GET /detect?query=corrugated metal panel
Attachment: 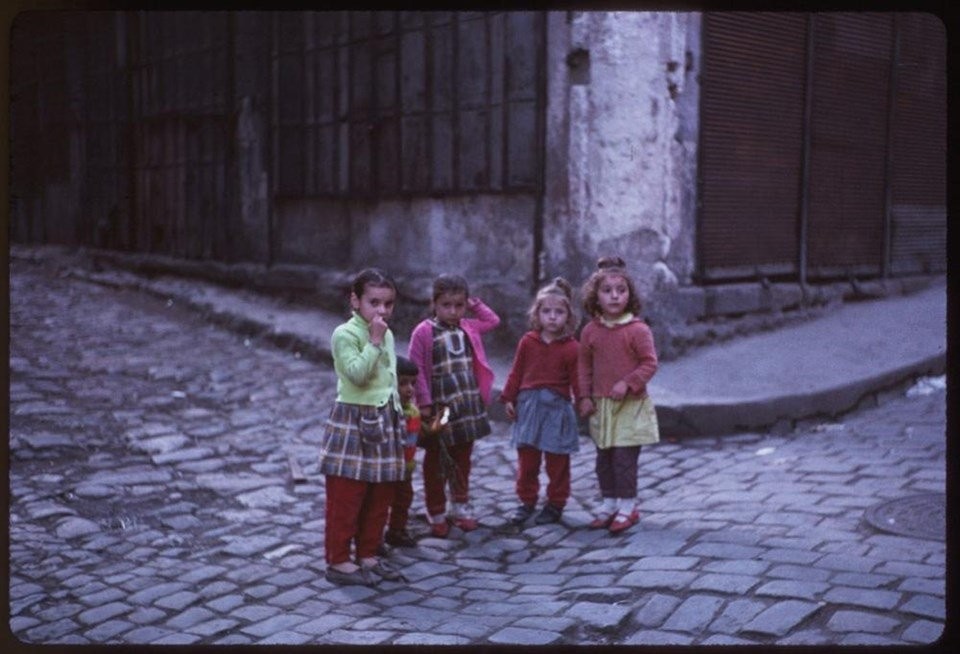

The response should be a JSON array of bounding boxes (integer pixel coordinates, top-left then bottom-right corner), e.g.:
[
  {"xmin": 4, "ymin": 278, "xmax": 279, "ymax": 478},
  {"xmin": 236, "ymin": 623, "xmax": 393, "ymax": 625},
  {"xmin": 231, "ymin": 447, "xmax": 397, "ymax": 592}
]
[
  {"xmin": 699, "ymin": 12, "xmax": 808, "ymax": 280},
  {"xmin": 889, "ymin": 14, "xmax": 946, "ymax": 274},
  {"xmin": 805, "ymin": 13, "xmax": 893, "ymax": 278}
]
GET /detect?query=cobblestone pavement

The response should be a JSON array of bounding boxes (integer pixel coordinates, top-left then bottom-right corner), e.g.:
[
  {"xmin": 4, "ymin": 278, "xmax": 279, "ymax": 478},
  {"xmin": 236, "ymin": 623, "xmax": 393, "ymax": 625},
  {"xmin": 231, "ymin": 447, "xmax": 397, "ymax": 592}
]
[{"xmin": 8, "ymin": 256, "xmax": 947, "ymax": 646}]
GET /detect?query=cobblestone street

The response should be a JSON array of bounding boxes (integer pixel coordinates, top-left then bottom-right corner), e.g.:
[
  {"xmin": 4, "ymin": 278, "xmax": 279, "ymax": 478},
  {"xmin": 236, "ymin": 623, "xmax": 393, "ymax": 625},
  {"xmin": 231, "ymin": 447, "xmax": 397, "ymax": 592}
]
[{"xmin": 8, "ymin": 256, "xmax": 947, "ymax": 646}]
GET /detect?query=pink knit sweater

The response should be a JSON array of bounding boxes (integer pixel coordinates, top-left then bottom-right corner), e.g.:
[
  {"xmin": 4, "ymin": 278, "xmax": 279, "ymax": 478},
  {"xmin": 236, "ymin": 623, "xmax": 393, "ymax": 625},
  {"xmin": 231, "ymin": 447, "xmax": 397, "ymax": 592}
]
[{"xmin": 577, "ymin": 317, "xmax": 658, "ymax": 399}]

--

◆ Task prompt
Set the records down again exactly as given, and leave the pictures out.

◆ The completed task
GET /detect?query=corrugated metal panel
Attachment: 

The response should be a JSON array of bounding boxes (integer pixel coordinates, top-left then bottom-right corner), e.g.:
[
  {"xmin": 4, "ymin": 278, "xmax": 279, "ymax": 478},
  {"xmin": 236, "ymin": 623, "xmax": 393, "ymax": 625},
  {"xmin": 231, "ymin": 447, "xmax": 397, "ymax": 592}
]
[
  {"xmin": 699, "ymin": 12, "xmax": 808, "ymax": 280},
  {"xmin": 889, "ymin": 14, "xmax": 946, "ymax": 274},
  {"xmin": 805, "ymin": 13, "xmax": 893, "ymax": 278}
]
GET /detect?query=cobblestone pavement

The response should be a JSON array of bounding boxes (integer pixel coordinates, top-left then bottom-right corner), e.g.:
[
  {"xmin": 4, "ymin": 278, "xmax": 279, "ymax": 478},
  {"xmin": 236, "ymin": 623, "xmax": 393, "ymax": 625},
  {"xmin": 231, "ymin": 447, "xmax": 397, "ymax": 592}
]
[{"xmin": 8, "ymin": 256, "xmax": 947, "ymax": 646}]
GET /detect?query=cobblestone street

The response should be a JSON array of bounding boxes (integer pixel coordinates, top-left then bottom-right corner), e.g.:
[
  {"xmin": 4, "ymin": 278, "xmax": 279, "ymax": 478},
  {"xmin": 236, "ymin": 623, "xmax": 393, "ymax": 625},
  {"xmin": 231, "ymin": 447, "xmax": 397, "ymax": 592}
]
[{"xmin": 8, "ymin": 256, "xmax": 947, "ymax": 646}]
GET /detect?query=pink knit sweater

The response should be a JSON array of bounding boxes (integer pixel coordinates, top-left then bottom-right corner), e.g.:
[
  {"xmin": 4, "ymin": 278, "xmax": 279, "ymax": 478},
  {"xmin": 236, "ymin": 623, "xmax": 393, "ymax": 625},
  {"xmin": 231, "ymin": 447, "xmax": 397, "ymax": 592}
]
[{"xmin": 577, "ymin": 317, "xmax": 658, "ymax": 399}]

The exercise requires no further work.